**READING TEXT**.
++++++++++++++++++++

Technology that could avoid the equivalent of 100 garbage bags of plastic waste being created per second received a funding boost at the World Economic Forum in Davos, Switzerland, on Tuesday.
The five winners of the "Circular Materials Challenge", which focuses on the 30 percent of plastic packaging that is too small or complex to be recycled and often ends up in the ocean, will share the $1 million prize to develop their solutions, said the Ellen MacArthur Foundation and innovation network NineSigma.
The lightweight packaging used for products such as sauces, fresh coffee and snacks, is made of several layers of different materials, making it expensive and hard to recycle.
"We urgently need solutions that address the root causes of the problem, not just the symptoms," world record-breaking sailor Ellen MacArthur said in a statement.
"In a New Plastics Economy, plastics will never become waste or enter the ocean in the first place."
The winners will join a 12-month programme working with experts to make their innovations marketable at scale.
They include the University of Pittsburgh which is applying nano-engineering to mimic the way nature uses molecular building blocks, to create a recyclable material that can replace multi-layered packaging.
The VTT Technical Research Centre of Finland, another recipient, has created a compostable material from forestry by-products that can be used to make pouches for food, including muesli, nuts and rice.
From fishing lines to flip flops, there are more than 5 trillion pieces of plastic floating in the world's oceans, according to a 2014 study.
More than 8 million tonnes of plastics enter the ocean each year while the three major international ocean clean-ups combined deal with less than 0.5 percent of that volume, said the UK-based foundation set up by MacArthur.
The award is also supported by philanthropist Wendy Schmidt, wife of former Google executive Eric Schmidt, who together sponsor a number of global initiatives to advance ocean exploration and clean-ups.
"The technical innovations developed by our winners are exactly what is needed to begin to address the wasteful material culture of the past century that is creating increasing amounts of microplastics and plastic debris on our shorelines, in our oceans, landfills and even our own bodies," Schmidt said.
Consumer brands such as Evian, Mars, PepsiCo, Unilever and Walmart, as well as some governments, are taking steps to tackle the problem of plastic ocean waste.
Paul Polman, chief executive of personal goods multinational Unilever, called on more companies to commit to 100 percent reusable, recyclable or compostable packaging by 2025.
He also backed the introduction of a "Global Plastics Protocol" setting industry standards on what materials are put into the marketplace.
An estimated $80 billion to $120 billion of plastic packaging material is lost to the economy each year, which creates a financial incentive for business to reuse plastic, the Ellen MacArthur Foundation has said.

++++++++++++++++++++

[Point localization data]
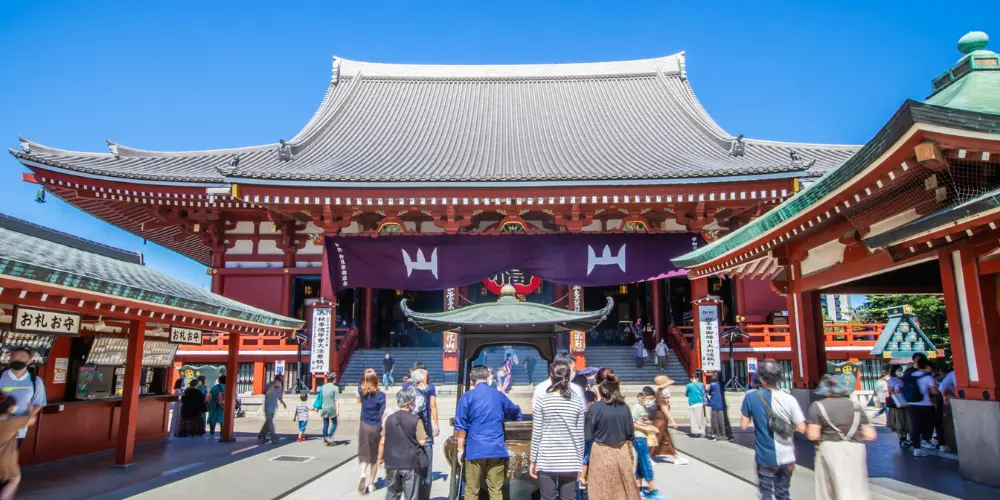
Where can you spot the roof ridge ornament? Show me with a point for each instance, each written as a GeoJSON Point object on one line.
{"type": "Point", "coordinates": [335, 78]}
{"type": "Point", "coordinates": [114, 149]}
{"type": "Point", "coordinates": [230, 168]}
{"type": "Point", "coordinates": [737, 148]}
{"type": "Point", "coordinates": [285, 151]}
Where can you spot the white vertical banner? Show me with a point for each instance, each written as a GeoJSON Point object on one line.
{"type": "Point", "coordinates": [708, 325]}
{"type": "Point", "coordinates": [319, 360]}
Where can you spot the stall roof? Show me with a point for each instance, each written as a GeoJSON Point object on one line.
{"type": "Point", "coordinates": [32, 252]}
{"type": "Point", "coordinates": [508, 314]}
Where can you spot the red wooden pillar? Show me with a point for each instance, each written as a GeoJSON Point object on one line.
{"type": "Point", "coordinates": [656, 296]}
{"type": "Point", "coordinates": [805, 322]}
{"type": "Point", "coordinates": [232, 373]}
{"type": "Point", "coordinates": [973, 322]}
{"type": "Point", "coordinates": [286, 294]}
{"type": "Point", "coordinates": [130, 394]}
{"type": "Point", "coordinates": [368, 310]}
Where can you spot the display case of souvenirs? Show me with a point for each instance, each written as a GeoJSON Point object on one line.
{"type": "Point", "coordinates": [40, 346]}
{"type": "Point", "coordinates": [108, 351]}
{"type": "Point", "coordinates": [119, 381]}
{"type": "Point", "coordinates": [158, 353]}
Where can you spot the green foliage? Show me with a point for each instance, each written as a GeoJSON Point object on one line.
{"type": "Point", "coordinates": [929, 310]}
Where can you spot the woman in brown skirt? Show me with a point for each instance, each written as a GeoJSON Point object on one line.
{"type": "Point", "coordinates": [662, 420]}
{"type": "Point", "coordinates": [372, 401]}
{"type": "Point", "coordinates": [610, 472]}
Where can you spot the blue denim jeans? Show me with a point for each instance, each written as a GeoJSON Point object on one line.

++++++++++++++++++++

**TASK DETAILS**.
Translate this sentence from the article on plastic packaging waste into Spanish: "The lightweight packaging used for products such as sauces, fresh coffee and snacks, is made of several layers of different materials, making it expensive and hard to recycle."

**OUTPUT BELOW**.
El envase ligero que se utiliza para productos como salsas, café fresco y aperitivos está hecho de varias capas de materiales diferentes, lo que lo hace caro y difícil de reciclar.